(Excerpt provided)

In short, while she made real difference in the lives of the poor, she took many (often unconstitutional) liberties to do so. Her controversial actions and her husband’s iron fist deeply angered the oligarchy and caused a great political unrest, which would soon end with a clash...


This polarizing figure’s life came to a sad, early end: Evita got cervical cancer at 33, and very suddenly died thereafter.

The country was in shock. The working class mourned her death as if she were a family member and millions came to pay their last respects the first weeks after she passed. To allow Argentinians to forever see and revere her, Peron decided to embalm her body so it could displayed in a mausoleum (this was also likely an attempt at leveraging her figure to keep the Peronist movement alive).

Unfortunately, before the temple was built, Juan Peron and his government were overthrown, forcing him into exile and instilling a new military government.

But Evita’s story doesn’t end there. Brace yourselves, it’s a wild ride...

The new government wished to rid the country of all symbols of the Peronist government, including Eva’s body. To do so, the body was taken into hiding, first in an unmarked van that drove around during the day and parked at night. All of a sudden, flowers started appearing by the van, suggesting that information of her body’s whereabouts had leaked. So Evita’s body was moved to the back room of a cinema for a period of time. Unbeknownst to many, they were watching a movie while Evita’s body hid in the back. But once again flowers began to appear by the theater.

So, the body was entrusted to a government officer, who hid it in his attic for safekeeping. Knowing that there was a legion of Peron supporters searching for the body, the officer soon became paranoid that someone would break in looking for Eva and harm him and his family. One night he heard a noise and saw a shadow walking in the hallway. He shot and killed the figure who tragically turned out to be his pregnant wife.

Evita's body was then moved to the possession of a general who kept it in his office. On occasion, the deranged general would open the casket, show the body, and brag to visitors about "his woman” as if she were a kind of trophy. Once word of this got out to the president at the time, Pedro Aramburu, he decided to take the body from the general and put an end to the fiasco.

Aramburu enlisted the help of a priest from the Vatican, asking him to bury the body overseas under a false name, write the body’s location on a piece of paper, seal it in an envelope and give it to his lawyer. He then asked his lawyer not to open the letter until 10 years after his death. For his own safety from the Peronists who were constantly searching for Evita, he asked not to be told the location of the body. Unfortunately, this didn’t save him. Suspecting he had some information on the body’s whereabouts, Peronist supporters kidnapped him from his home and tortured him for information. Since he didn’t have much to share, he was shot and killed (he is famous for his stoic last words: “Proceed”).

Aramburu’s body was returned to his family and buried. Years later, Peron supporters, still eager to find Evita’s body to help catalyze their underground movement, broke into his tomb, and kidnapped him again. They would return the body only when Eva’s body was returned.

Eva’s body was dug up from the cemetery in Milan where she had been laid to rest for 14 years under a fake name. Her body was dropped at Peron’s doorstep in Madrid, where he was living in exile. Miraculously, she still looked like her old self, relatively unscathed for a person who had been dead almost 20 years!

She was eventually laid to rest where she is today: a very basic mausoleum built for her family in the Recoleta Cemetery in Buenos Aires. Without much fanfare or luxury, a few small plaques are the only indication that Evita is buried there.


Today, Peronism still remains as powerful and controversial as ever. Many feel the Perons robin-hooded their way toward helping the poor and left a divided Argentina in their wake, others feel it’s the only modern government that’s actually done something real for the working class.

Eva didn’t get that gigantic monument built for her in the capital but it turns out she didn’t need it, her controversial legend is still very much alive in Argentina.

(Data for review)

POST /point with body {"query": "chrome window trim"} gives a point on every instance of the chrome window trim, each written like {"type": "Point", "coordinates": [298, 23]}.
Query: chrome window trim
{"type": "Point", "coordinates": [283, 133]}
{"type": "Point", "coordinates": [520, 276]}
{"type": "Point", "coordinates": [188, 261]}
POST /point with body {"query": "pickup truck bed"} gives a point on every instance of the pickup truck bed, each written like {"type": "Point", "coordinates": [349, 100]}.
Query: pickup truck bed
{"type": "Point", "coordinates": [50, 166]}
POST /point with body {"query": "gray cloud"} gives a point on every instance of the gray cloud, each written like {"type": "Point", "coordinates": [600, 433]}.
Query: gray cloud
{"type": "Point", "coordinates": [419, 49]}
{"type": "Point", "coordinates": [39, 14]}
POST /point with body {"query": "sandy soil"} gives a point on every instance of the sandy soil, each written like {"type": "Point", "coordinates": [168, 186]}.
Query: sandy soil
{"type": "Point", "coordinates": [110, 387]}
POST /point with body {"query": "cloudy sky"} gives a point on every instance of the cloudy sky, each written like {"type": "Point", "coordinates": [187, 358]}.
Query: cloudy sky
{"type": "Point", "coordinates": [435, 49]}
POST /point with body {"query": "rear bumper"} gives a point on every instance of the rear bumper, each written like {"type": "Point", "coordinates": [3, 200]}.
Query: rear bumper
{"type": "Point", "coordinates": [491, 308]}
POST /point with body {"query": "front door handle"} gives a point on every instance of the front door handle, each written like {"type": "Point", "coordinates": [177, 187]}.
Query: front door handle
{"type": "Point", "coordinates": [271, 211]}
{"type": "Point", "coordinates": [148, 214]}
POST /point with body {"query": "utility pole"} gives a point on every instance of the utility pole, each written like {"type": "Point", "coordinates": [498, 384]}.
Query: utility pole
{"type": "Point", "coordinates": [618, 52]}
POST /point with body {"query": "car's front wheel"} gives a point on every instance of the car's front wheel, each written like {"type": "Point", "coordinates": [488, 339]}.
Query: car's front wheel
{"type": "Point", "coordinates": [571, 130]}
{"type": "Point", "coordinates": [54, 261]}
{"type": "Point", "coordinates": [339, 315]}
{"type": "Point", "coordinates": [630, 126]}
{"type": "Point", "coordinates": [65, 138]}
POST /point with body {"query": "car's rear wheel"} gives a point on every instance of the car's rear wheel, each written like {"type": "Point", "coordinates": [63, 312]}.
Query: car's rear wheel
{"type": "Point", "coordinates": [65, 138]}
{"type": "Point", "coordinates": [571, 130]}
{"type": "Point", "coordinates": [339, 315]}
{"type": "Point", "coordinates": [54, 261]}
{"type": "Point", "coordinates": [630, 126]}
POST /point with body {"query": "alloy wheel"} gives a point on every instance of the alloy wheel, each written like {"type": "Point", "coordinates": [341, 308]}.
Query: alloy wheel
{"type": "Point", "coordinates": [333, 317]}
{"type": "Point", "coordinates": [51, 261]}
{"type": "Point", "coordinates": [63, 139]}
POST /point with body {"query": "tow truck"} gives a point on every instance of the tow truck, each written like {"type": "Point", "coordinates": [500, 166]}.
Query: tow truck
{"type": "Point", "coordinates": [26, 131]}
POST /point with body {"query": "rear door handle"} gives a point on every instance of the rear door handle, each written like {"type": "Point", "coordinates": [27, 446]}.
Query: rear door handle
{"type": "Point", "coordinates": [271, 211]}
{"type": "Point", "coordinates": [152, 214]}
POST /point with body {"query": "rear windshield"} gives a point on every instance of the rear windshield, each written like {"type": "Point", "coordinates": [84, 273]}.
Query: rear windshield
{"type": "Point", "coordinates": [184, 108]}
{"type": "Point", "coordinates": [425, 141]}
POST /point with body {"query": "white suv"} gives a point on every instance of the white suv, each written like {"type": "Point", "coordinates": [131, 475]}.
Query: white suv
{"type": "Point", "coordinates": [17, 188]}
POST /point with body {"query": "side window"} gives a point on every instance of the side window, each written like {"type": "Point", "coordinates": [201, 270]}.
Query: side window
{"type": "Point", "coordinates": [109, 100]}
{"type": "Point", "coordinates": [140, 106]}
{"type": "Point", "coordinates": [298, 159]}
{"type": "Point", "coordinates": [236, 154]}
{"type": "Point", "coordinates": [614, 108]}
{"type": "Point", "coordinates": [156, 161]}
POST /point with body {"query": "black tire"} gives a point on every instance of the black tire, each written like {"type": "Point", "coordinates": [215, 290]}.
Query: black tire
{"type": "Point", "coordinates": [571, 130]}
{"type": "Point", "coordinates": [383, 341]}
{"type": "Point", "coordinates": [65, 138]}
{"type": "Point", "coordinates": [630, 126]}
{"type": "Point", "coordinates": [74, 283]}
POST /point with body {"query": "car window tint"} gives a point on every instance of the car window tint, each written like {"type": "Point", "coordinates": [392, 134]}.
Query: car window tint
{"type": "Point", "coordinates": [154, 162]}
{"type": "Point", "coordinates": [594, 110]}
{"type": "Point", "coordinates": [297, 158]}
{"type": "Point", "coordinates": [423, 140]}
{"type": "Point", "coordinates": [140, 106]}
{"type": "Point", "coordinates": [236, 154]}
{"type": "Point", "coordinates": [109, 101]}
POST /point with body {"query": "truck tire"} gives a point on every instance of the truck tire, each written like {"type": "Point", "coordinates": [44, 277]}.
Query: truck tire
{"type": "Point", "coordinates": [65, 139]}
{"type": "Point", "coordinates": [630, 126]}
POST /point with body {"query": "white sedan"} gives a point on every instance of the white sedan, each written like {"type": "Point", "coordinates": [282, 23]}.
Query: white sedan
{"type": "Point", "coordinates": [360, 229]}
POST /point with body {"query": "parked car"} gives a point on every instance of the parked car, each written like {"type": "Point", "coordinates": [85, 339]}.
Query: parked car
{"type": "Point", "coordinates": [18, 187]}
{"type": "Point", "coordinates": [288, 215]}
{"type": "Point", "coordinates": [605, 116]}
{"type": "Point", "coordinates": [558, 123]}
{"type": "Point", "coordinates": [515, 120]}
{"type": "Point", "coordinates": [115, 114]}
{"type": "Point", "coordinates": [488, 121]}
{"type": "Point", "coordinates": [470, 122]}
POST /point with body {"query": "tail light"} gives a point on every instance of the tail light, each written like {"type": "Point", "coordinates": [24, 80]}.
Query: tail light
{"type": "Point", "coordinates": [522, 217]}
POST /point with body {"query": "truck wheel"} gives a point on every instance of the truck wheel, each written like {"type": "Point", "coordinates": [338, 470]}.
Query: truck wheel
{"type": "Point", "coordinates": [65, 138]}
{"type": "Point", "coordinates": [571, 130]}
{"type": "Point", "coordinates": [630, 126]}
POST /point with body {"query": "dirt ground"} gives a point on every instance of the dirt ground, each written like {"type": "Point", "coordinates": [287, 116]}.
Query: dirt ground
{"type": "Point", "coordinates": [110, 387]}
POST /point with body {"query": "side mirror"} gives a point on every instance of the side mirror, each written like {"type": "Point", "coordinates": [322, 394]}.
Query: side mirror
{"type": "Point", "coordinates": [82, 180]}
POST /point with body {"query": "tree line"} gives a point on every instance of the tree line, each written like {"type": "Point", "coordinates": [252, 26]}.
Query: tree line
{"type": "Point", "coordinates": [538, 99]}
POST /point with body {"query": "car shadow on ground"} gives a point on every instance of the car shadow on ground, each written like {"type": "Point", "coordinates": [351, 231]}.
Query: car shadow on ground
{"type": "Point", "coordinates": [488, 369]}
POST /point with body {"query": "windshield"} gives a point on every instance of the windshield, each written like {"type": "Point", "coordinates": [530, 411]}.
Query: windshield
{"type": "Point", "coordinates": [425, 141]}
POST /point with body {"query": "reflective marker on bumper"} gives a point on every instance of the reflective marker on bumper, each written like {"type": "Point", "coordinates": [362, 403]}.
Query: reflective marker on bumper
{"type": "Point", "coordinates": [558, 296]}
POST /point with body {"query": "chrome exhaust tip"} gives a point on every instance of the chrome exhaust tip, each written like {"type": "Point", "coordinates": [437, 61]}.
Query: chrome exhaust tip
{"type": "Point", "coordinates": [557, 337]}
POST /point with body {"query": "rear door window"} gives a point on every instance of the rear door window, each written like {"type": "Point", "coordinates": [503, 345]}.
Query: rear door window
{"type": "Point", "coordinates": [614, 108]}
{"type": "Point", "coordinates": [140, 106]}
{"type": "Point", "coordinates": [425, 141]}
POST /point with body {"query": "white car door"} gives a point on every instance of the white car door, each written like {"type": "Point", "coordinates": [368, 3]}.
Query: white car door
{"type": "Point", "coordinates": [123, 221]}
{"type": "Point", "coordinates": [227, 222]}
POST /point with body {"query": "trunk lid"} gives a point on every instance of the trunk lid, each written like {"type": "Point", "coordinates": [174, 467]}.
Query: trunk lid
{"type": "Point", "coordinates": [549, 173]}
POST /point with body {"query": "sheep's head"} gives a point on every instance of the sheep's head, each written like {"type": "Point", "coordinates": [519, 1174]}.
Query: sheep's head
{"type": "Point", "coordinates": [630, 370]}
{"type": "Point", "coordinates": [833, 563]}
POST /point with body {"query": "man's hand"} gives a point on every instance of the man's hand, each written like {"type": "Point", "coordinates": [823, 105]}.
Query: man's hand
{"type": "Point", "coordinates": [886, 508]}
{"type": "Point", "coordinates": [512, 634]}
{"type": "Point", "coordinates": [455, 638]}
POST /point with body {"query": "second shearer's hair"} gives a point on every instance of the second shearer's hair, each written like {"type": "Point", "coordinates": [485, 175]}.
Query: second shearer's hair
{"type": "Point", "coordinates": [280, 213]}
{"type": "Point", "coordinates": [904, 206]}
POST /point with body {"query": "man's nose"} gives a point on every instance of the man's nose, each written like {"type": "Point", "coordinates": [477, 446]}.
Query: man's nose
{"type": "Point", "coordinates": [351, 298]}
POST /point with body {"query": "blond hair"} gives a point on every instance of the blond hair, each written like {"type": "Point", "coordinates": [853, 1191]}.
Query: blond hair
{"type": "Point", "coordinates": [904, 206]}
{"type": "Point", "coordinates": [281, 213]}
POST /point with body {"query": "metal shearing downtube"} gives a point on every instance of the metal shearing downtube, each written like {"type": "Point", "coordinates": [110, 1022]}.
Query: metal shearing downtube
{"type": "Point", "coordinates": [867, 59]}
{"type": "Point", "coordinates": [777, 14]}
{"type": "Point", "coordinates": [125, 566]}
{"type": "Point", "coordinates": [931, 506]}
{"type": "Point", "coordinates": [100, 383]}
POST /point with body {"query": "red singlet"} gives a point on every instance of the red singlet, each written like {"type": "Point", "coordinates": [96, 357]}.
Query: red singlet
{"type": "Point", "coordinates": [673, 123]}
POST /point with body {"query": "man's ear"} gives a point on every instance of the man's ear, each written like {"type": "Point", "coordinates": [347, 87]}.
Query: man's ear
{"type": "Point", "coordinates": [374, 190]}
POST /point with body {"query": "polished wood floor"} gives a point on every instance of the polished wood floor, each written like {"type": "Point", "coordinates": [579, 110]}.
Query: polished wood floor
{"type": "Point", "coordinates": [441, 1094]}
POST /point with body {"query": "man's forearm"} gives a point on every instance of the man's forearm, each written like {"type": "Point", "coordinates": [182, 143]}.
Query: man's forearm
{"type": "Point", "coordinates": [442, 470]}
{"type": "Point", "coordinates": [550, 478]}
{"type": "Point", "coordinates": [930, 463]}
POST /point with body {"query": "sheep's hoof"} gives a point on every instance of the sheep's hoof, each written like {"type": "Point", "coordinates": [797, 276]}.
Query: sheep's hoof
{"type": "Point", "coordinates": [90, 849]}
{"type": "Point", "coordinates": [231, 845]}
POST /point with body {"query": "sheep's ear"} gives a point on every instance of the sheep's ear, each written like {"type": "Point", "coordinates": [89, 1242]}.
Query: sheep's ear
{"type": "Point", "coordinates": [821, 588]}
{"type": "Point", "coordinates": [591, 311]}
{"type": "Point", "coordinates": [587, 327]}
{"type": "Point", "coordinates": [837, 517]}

(What you have to do) Revise the Evita excerpt starting at "Eva’s body was dug" and ending at "the working class.", and substitute "markers" for "plaques".

(Response area)
Eva’s body was dug up from the cemetery in Milan where she had been laid to rest for 14 years under a fake name. Her body was dropped at Peron’s doorstep in Madrid, where he was living in exile. Miraculously, she still looked like her old self, relatively unscathed for a person who had been dead almost 20 years!

She was eventually laid to rest where she is today: a very basic mausoleum built for her family in the Recoleta Cemetery in Buenos Aires. Without much fanfare or luxury, a few small markers are the only indication that Evita is buried there.


Today, Peronism still remains as powerful and controversial as ever. Many feel the Perons robin-hooded their way toward helping the poor and left a divided Argentina in their wake, others feel it’s the only modern government that’s actually done something real for the working class.